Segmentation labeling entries
= = = =

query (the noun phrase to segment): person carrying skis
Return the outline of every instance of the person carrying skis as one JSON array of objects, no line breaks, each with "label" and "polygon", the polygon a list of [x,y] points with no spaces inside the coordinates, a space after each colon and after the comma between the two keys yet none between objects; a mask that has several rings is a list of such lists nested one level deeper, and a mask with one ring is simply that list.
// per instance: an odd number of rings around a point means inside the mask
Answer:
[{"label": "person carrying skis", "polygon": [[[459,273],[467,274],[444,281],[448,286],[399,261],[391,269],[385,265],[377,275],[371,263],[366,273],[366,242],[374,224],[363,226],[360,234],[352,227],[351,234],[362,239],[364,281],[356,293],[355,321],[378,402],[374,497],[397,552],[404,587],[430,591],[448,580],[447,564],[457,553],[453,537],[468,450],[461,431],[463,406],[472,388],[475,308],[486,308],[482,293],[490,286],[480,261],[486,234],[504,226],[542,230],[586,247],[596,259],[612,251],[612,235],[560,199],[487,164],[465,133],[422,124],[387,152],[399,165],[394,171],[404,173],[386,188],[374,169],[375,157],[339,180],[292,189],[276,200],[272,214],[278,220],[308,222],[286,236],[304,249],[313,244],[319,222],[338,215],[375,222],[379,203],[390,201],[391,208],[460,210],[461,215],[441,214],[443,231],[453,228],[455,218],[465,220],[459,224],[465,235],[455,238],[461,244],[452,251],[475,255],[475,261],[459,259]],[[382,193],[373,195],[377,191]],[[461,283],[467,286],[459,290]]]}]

= = = =

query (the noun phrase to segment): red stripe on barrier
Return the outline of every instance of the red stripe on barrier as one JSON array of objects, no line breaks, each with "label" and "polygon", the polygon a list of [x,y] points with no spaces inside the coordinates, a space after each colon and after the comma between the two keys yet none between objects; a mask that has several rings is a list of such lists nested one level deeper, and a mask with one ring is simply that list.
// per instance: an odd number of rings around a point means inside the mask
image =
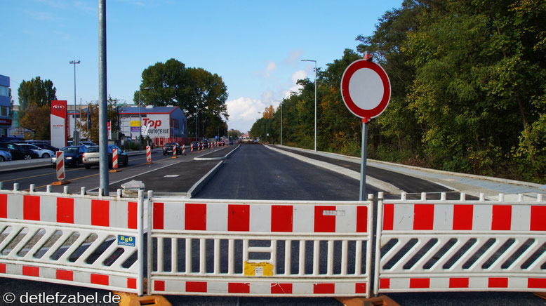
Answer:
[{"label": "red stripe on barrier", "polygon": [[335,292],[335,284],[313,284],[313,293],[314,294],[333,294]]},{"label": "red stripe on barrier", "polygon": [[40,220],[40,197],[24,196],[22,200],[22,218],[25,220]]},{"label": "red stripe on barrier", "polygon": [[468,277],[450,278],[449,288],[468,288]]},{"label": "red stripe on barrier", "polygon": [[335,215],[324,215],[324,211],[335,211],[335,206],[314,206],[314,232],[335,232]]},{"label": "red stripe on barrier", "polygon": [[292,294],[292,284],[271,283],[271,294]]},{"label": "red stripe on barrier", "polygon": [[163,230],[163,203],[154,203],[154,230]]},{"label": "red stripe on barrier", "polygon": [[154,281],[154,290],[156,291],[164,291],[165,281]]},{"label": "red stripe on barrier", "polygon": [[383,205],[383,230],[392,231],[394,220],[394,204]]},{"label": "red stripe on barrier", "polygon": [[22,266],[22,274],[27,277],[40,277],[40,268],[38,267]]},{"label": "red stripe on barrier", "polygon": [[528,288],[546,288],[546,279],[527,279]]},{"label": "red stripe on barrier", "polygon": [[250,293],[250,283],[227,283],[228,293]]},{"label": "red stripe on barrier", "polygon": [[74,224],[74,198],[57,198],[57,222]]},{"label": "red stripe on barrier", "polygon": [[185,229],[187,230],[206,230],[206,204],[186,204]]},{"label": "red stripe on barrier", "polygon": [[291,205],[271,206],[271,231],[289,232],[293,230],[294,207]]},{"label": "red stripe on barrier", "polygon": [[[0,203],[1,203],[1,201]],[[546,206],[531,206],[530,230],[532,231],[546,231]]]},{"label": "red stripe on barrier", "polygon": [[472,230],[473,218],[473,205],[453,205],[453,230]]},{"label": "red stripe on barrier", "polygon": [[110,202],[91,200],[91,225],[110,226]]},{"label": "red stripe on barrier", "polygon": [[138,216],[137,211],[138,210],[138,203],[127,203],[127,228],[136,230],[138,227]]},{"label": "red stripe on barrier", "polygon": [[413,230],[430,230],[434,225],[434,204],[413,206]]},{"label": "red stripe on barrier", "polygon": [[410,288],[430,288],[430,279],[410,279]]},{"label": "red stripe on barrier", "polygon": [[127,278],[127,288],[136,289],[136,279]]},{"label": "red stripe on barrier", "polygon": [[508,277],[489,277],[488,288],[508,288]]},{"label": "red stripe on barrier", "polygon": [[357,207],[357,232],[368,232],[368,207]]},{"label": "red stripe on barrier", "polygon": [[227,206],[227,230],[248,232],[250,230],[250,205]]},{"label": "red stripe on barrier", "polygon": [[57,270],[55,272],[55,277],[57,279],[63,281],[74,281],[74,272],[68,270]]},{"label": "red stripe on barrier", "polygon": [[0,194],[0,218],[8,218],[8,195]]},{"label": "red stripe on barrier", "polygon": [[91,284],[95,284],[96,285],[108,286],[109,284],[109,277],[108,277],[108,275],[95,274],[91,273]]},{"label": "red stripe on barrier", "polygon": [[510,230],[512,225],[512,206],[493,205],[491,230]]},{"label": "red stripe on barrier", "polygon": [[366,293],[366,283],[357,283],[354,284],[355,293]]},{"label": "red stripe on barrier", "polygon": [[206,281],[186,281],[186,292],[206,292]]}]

= = = =

* Work required *
How many of the lines above contain the string "colon"? Reply with the number alone.

* Solution *
2